WRITTEN TASK: Condense the paragraph in the DVC forum post below that begins "I have a (remote) network drive" into a short bulleted list that keeps its main facts.

-- BEGIN SELECTED EXCERPT --

I’ve been looking through the documentation and questions for the past days and cannot wrap my head around how to use DVC with the following setup. Or maybe I just need some confirmation, that how I want to do it is reasonable.
As I’m not 100% sure what would all be relevant to provide here at the moment I will try to give a brief description which I can improve on your request(s).
- I have a (remote) network drive containing the data (Windows network drive, NTFS) for my projects (mounted locally). I think it is good practice, just in case we need it later for a different project, to make this into a data registry. This is where a first issue arises. First, what I did: 1. I initialize a git + dvc repo on my laptop locally, 2. I setup a remote cache on the network drive.
Question: Can I add data that is not in the workspace to the data registry? The mounting point is the same for everybody within the company.
Now, assuming I manage to setup the data registry properly, i.e., it works. I have another issue.
- I have another local git + dvc project which will contain the code to train some ML on the data. However, the training is not done on my laptop, but on a remote “GPU cluster”. I don’t need the the data on my laptop, but directly to the GPU cluster as it has its own faster storage space.
Question: How do I achieve copying the data directly from the data-registries storage (cache or remote?) without losing the data versioning connection?
I am considering to import (dvc import) the data and mount the GPU cluster storage to a folder within the local dvc project. Where I would store the dvc file locally and the data would be downloaded/uploaded to the GPU cluster.
Question: Is this a good approach? Or is there a better way?
Hope somebody can help. Please ask for specification if you need it.
Thank you!

-- END SELECTED EXCERPT --
-- BEGIN GIVEN ENTRIES --

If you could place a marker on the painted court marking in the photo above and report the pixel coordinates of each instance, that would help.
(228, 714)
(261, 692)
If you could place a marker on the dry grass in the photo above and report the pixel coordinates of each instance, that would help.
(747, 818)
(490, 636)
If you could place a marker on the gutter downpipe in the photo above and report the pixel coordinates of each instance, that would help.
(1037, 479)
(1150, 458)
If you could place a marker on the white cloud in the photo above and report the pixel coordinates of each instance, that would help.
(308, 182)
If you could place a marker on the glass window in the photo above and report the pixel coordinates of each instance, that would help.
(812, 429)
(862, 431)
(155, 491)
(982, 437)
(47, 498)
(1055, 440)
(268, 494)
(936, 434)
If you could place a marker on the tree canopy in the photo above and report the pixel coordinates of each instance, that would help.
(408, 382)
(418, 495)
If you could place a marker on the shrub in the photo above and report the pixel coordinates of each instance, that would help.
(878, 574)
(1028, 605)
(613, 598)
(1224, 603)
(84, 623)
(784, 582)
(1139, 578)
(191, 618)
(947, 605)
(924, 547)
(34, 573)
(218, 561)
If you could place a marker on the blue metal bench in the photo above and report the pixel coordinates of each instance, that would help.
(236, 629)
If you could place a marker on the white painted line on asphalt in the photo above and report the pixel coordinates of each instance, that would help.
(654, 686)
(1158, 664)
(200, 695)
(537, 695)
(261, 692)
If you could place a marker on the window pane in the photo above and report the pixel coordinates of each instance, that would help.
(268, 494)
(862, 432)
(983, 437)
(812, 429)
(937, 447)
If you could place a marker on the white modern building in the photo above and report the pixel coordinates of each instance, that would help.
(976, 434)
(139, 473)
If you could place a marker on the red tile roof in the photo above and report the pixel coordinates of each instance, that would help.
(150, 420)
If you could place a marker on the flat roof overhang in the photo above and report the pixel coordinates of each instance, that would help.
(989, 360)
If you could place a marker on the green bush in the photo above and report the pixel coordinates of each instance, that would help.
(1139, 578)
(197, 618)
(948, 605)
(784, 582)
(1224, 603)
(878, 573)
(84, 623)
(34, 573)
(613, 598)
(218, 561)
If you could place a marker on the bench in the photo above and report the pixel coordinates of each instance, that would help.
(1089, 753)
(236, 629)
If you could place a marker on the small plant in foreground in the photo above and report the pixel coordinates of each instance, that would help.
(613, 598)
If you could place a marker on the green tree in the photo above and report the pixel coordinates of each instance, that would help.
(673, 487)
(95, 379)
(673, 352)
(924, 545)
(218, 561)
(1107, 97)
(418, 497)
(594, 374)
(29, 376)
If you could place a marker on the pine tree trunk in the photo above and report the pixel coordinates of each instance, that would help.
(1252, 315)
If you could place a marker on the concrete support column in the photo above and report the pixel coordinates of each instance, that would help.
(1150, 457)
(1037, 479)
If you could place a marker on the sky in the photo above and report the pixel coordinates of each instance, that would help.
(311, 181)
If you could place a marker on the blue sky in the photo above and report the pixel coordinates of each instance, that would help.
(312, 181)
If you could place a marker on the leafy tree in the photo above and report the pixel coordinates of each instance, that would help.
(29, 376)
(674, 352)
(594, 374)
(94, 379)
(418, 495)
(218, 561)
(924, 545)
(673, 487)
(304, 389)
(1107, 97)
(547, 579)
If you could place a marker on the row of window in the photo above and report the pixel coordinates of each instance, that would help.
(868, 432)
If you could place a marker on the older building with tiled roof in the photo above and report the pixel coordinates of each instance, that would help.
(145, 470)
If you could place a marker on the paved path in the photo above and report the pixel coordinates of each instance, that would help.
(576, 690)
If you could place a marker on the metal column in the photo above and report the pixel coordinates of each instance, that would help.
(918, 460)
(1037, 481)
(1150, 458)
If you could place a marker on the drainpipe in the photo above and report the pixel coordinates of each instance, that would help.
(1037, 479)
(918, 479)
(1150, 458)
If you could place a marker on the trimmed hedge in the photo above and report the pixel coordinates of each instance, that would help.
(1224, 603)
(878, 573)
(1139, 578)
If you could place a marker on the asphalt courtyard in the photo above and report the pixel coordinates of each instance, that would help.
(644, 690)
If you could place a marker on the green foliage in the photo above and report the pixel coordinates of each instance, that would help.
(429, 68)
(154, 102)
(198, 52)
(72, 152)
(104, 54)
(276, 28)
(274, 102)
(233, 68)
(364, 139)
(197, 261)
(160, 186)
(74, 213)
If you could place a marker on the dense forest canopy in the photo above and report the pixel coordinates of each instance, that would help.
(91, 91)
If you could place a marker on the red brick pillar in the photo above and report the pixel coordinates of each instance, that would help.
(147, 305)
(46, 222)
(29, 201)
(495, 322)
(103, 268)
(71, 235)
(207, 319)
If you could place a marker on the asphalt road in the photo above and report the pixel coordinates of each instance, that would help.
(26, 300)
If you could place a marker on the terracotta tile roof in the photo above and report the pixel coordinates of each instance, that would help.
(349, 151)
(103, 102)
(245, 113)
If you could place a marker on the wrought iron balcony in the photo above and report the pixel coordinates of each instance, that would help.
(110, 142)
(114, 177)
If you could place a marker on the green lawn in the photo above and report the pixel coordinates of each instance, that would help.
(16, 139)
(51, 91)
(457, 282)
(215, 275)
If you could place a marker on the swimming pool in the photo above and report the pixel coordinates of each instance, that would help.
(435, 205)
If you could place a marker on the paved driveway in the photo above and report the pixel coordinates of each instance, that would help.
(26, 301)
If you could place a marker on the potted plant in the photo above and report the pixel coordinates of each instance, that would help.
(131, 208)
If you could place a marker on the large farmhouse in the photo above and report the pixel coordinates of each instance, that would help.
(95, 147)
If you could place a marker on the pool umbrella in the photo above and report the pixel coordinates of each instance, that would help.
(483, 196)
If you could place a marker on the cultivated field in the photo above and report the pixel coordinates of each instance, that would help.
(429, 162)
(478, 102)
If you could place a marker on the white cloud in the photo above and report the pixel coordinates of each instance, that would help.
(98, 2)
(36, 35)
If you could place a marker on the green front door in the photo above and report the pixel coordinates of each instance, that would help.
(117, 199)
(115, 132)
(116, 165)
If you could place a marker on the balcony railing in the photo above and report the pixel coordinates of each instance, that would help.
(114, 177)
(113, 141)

-- END GIVEN ENTRIES --

RESPONSE TO THE EXERCISE:
- The project data is on a remote Windows network drive (NTFS) that is mounted locally.
- The plan is to turn this drive into a data registry in case the data is needed later for a different project.
- Setting this up is where the first issue comes up.
- Steps taken so far: a git + dvc repo was initialized locally on the laptop, and a remote cache was set up on the network drive.